━━━ Page extract
Greetings, and welcome to the Manitex International Incorporated First Quarter 2021 Results Conference Call. During the presentation, all participants will be in listen-only only mode. Afterward, we will conduct a question-and-answer session. [Operator Instructions] As a reminder, this conference is being recorded.
I would now like to turn the conference over to Steve Filipov, Chief Executive Officer. Please go ahead. .
Thank you, operator. Good afternoon ladies and gentlemen, and thank you for your continued interest in Manitex International. I hope everyone is safe and healthy and appreciate everyone taking the time to listen to our call. Today on the call with me, I have Joe Doolan, our CFO, who will discuss in more detail our financial results.
Please see our website or our release for replay instructions for this call, which will be available until May 13, 2021. Moving to slide 2, which is our safe harbor statement and remind you that everything we discuss is subject to change and described in our SEC filings for further guidance on the many risk factors associated with our company.
I will begin with a business update for our first quarter, followed by Joe, who will present a financial summary. After which we will welcome your questions. Now, let's begin on slide 3.
━━━━━━
Task instructions:
1 - Condense the paragraph of the call transcript that begins "Please see our website" into a shorter version that keeps its main facts.
2 - In the call transcript, the paragraph starting "I will begin" lays out the parts of the call. List every part in the order given, along with who handles it where the paragraph says so.
3 - Output the passage of the call transcript from "Thank you, operator." up to and including "with our company.".
Rely on the call transcript alone for each answer.
━━━ Extracted information
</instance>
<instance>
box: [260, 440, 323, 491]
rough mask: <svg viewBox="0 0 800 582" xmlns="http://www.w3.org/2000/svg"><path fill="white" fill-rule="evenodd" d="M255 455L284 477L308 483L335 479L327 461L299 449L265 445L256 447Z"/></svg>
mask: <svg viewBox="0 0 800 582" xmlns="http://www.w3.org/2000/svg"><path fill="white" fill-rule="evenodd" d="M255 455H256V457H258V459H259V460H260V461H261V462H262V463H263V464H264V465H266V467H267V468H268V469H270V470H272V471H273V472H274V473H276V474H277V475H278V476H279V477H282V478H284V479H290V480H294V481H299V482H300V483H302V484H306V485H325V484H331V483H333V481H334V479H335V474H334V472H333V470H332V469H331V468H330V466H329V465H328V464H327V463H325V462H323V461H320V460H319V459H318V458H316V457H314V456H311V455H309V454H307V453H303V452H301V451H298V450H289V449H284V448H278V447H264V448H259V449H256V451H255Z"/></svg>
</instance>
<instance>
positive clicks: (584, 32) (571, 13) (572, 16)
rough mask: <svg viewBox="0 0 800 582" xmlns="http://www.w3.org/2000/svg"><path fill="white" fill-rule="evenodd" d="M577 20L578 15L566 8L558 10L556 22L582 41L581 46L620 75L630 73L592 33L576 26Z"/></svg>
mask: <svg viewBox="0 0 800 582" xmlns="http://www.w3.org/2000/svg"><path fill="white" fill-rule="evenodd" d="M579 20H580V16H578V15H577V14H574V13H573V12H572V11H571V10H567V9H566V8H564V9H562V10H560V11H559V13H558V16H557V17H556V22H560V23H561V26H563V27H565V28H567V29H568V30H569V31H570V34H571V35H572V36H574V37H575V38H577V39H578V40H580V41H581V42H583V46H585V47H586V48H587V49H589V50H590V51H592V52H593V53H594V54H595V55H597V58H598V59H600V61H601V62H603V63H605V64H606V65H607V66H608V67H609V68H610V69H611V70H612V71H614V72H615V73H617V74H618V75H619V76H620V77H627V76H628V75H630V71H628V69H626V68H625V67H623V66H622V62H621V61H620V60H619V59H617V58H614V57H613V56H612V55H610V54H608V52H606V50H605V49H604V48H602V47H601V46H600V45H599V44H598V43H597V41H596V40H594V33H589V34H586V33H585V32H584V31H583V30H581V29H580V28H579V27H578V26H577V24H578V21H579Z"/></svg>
━━━━━━
Solved problems:
1 - Replay instructions for the call are on the website or in the release, and the replay is available until May 13, 2021. Slide 2 is the safe harbor statement. Everything discussed is subject to change and is described in the SEC filings, which give further guidance on the company's many risk factors.

2 -
1. Business update for the first quarter, given by the speaker
2. Financial summary, presented by Joe
3. Questions

3 -
Thank you, operator. Good afternoon ladies and gentlemen, and thank you for your continued interest in Manitex International. I hope everyone is safe and healthy and appreciate everyone taking the time to listen to our call. Today on the call with me, I have Joe Doolan, our CFO, who will discuss in more detail our financial results.
Please see our website or our release for replay instructions for this call, which will be available until May 13, 2021. Moving to slide 2, which is our safe harbor statement and remind you that everything we discuss is subject to change and described in our SEC filings for further guidance on the many risk factors associated with our company.